:: Selected passage ::

The primary question is: Will Elizabeth find the Book of the Unicorn before her enemies do? And, if she doesn't, what will be her fate?

What about the book?

This book, unlike many novels focusing on Elizabeth or on the Tudors generally, was never a big hit with history buffs, and, after reading it, I can completely understand why.

The story isn't a good one for many reasons. First, it has an aura of complete impossibility about it, and often, what separates clever historical fiction from not-so-great historical fiction is believability in the context of historical events. Second, for about half of the book, none of the characters are particularly likeable. I will say that this issue improves during the course of the story, however, it may be difficult for even a determined reader to get to that point before giving up on it.

Finney does several rather odd, and often unnecessary things that compromise the novel. At least a portion--if not all of it, although that isn't clear--of the story is "told" by the Virgin Mary. I'm not sure if there is anything quite more ridiculous than choosing a Biblical figure for the narrator. It's hard to figure out a way this could actually work, but, the obvious routes were ignored in this case. You would expect that Mary may make a comment or two about the religious conflict of the day, for example, or about the obvious parallels between Virgin Mary and Virgin Queen.

The novel is also plagued by many characters that it could do without quite well. The Queen's Carey cousins appear, but, in the end, their role is too diminished to explain elongating the novel to include them. A set of circumstances surrounding one of Elizabeth's Ladies in Waiting could also have been sacrificed without any serious loss to the plot. In addition, the "secret" about Elizabeth is predictable, but, more than that, other authors have used the same plot device in much more effective, and interesting, ways.

On one positive note, I will say that Finney picked probably the perfect pace through which to reveal the secrets in the story. At first, I felt that the main mystery was divulged too early, but in retrospect, I was very wrong about that. Once the pieces start to fit together, the story became more interesting and the characters far more likeable. Finney had so many characters that she resolved a few of their stories with a bit too much brevity at the end, but, overall, the novel improved exponentially after about the mid-point. However, several times, I almost gave up the book before I got that far.

:::

Task to complete>
In the book review, what is Elizabeth trying to find before her enemies do?

:: Material shown ::

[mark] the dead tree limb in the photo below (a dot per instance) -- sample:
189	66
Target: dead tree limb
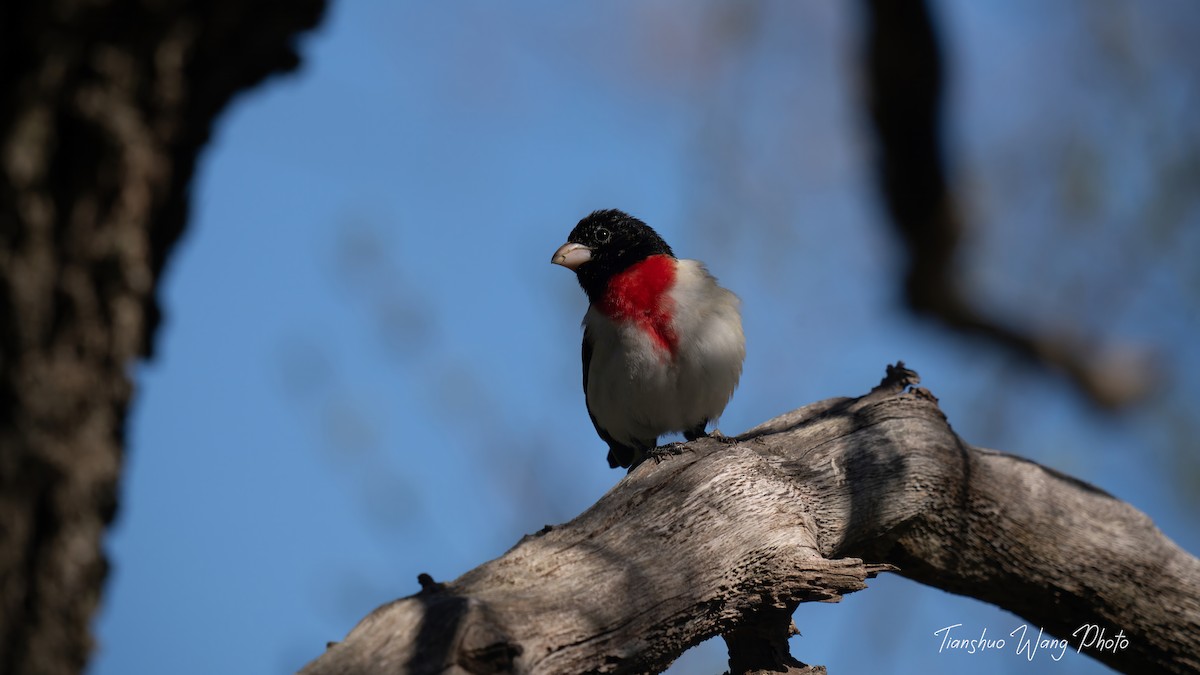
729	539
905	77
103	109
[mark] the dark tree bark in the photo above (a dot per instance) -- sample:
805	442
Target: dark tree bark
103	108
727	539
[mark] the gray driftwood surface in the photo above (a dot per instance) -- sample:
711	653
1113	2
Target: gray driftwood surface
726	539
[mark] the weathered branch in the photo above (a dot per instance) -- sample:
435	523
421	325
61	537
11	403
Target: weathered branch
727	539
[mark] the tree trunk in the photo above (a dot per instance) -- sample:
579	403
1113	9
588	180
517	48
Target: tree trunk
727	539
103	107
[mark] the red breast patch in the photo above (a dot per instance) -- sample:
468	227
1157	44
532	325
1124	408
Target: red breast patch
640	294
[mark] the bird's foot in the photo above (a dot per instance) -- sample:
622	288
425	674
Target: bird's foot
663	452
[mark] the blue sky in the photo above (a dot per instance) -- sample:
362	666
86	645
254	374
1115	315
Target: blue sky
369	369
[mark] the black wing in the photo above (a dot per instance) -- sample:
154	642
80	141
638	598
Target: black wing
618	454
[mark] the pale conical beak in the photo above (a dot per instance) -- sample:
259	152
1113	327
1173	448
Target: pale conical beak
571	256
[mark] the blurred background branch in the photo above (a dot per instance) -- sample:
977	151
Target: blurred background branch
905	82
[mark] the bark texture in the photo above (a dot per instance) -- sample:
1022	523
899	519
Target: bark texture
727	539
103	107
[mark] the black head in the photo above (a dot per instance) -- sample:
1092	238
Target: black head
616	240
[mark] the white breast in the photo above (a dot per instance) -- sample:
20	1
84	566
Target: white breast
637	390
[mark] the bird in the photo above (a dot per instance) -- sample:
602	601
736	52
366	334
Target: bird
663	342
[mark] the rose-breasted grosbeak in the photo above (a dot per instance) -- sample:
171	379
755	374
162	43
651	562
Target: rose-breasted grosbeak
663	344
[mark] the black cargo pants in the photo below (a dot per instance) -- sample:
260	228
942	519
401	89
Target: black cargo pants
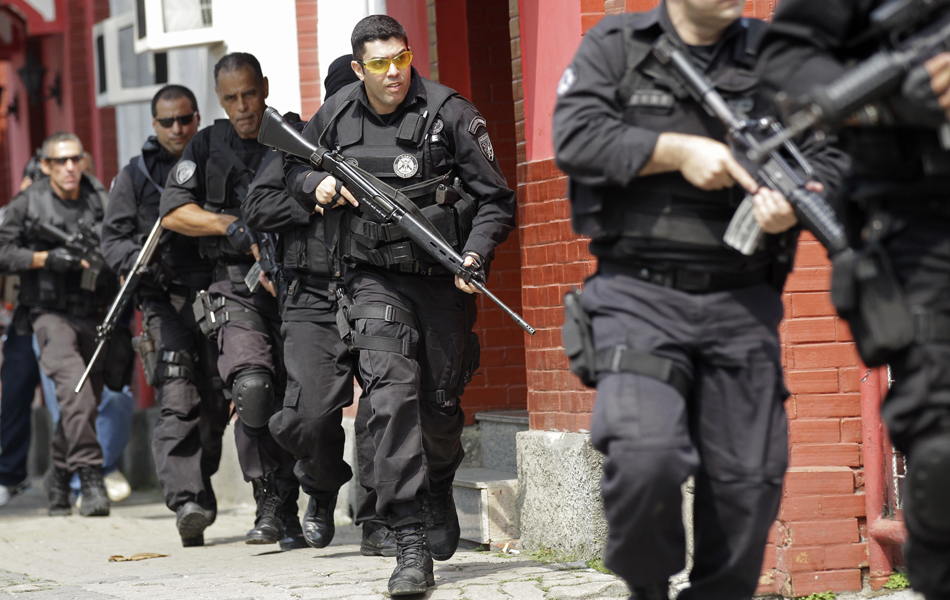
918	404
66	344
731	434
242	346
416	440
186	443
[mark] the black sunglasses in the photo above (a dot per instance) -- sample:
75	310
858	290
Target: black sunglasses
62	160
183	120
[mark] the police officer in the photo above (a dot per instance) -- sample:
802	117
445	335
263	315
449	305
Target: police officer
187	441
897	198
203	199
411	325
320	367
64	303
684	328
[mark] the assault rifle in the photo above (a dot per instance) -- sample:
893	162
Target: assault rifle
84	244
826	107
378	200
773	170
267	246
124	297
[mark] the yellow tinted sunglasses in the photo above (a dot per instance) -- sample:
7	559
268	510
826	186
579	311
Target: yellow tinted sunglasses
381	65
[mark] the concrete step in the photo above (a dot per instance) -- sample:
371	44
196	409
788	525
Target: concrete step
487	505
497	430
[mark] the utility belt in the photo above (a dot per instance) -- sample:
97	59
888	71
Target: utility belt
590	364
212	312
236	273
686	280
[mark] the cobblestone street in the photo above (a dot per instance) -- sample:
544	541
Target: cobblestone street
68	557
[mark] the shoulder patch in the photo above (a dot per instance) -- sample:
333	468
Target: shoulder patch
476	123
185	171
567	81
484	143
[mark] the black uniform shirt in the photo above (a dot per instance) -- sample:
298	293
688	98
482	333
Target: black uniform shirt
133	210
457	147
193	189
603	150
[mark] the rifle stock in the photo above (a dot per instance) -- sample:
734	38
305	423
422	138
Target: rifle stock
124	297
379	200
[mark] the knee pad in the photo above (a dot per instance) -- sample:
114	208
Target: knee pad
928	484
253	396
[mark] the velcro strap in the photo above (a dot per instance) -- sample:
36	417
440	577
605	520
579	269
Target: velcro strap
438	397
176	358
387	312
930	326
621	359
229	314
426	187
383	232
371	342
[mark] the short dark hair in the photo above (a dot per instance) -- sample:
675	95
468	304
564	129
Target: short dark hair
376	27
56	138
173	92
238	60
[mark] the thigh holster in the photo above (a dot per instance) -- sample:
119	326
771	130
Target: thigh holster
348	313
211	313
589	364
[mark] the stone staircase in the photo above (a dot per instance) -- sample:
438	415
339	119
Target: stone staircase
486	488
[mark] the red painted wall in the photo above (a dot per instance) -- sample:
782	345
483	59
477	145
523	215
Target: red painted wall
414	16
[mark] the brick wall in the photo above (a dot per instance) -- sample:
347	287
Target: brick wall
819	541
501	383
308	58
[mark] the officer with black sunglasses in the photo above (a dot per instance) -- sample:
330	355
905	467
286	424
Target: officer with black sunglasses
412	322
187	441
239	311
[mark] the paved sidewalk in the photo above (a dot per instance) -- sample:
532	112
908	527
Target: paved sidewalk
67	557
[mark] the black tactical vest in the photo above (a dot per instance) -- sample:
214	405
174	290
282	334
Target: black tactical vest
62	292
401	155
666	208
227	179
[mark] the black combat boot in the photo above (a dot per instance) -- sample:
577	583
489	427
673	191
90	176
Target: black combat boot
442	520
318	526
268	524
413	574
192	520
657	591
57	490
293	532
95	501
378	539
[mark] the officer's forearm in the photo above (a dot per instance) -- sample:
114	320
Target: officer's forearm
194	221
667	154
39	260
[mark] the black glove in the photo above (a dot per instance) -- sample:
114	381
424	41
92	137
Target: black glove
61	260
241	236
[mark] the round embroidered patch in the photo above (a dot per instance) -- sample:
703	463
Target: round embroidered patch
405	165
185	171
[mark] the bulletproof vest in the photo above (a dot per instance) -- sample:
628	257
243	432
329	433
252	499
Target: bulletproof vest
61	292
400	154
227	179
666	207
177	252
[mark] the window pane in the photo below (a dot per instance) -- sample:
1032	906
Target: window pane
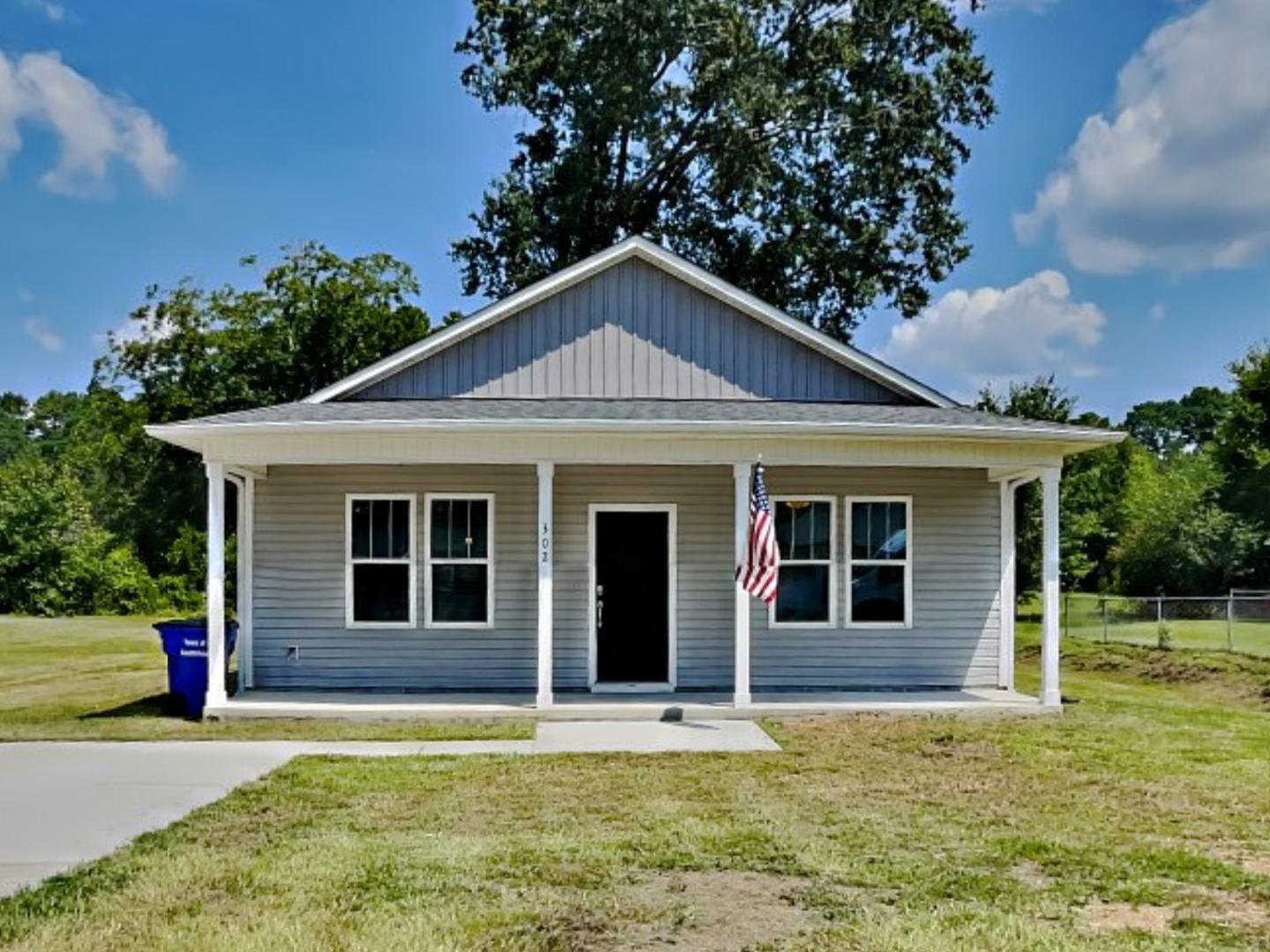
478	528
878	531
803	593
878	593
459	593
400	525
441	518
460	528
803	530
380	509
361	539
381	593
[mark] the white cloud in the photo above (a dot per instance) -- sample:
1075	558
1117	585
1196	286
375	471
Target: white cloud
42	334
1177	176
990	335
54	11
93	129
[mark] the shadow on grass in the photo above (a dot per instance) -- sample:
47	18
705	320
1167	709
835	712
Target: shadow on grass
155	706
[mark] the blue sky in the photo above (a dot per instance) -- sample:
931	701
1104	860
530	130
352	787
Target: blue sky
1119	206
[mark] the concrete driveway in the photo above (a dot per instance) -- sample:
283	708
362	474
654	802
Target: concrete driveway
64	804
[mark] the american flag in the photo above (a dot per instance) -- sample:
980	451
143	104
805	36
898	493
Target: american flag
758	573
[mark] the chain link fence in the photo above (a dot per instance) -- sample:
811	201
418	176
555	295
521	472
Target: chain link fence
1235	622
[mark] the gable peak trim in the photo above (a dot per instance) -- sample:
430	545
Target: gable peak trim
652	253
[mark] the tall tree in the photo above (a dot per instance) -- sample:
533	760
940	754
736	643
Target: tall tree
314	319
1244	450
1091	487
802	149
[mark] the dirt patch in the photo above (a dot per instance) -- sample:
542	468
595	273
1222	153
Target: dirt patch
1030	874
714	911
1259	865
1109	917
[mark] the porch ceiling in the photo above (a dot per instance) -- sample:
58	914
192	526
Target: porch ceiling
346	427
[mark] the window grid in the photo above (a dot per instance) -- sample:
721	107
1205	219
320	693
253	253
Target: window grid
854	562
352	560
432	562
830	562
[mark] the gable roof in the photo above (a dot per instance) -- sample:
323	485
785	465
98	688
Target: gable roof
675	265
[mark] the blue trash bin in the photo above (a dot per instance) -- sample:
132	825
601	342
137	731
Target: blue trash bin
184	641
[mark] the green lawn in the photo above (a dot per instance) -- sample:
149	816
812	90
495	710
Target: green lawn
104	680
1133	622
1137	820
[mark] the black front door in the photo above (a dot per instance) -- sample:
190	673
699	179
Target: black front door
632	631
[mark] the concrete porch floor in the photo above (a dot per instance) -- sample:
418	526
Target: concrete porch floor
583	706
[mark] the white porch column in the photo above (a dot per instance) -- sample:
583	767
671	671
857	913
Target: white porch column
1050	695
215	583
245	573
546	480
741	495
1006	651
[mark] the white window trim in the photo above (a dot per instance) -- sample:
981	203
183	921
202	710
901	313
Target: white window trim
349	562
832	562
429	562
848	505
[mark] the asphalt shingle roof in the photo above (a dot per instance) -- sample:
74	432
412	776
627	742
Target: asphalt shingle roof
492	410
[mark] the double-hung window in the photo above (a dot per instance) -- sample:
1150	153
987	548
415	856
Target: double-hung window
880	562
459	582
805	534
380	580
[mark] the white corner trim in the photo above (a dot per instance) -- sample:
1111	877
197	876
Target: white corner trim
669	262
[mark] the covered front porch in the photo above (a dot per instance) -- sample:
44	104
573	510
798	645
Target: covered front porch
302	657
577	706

:::

Result below>
The Book of the Unicorn.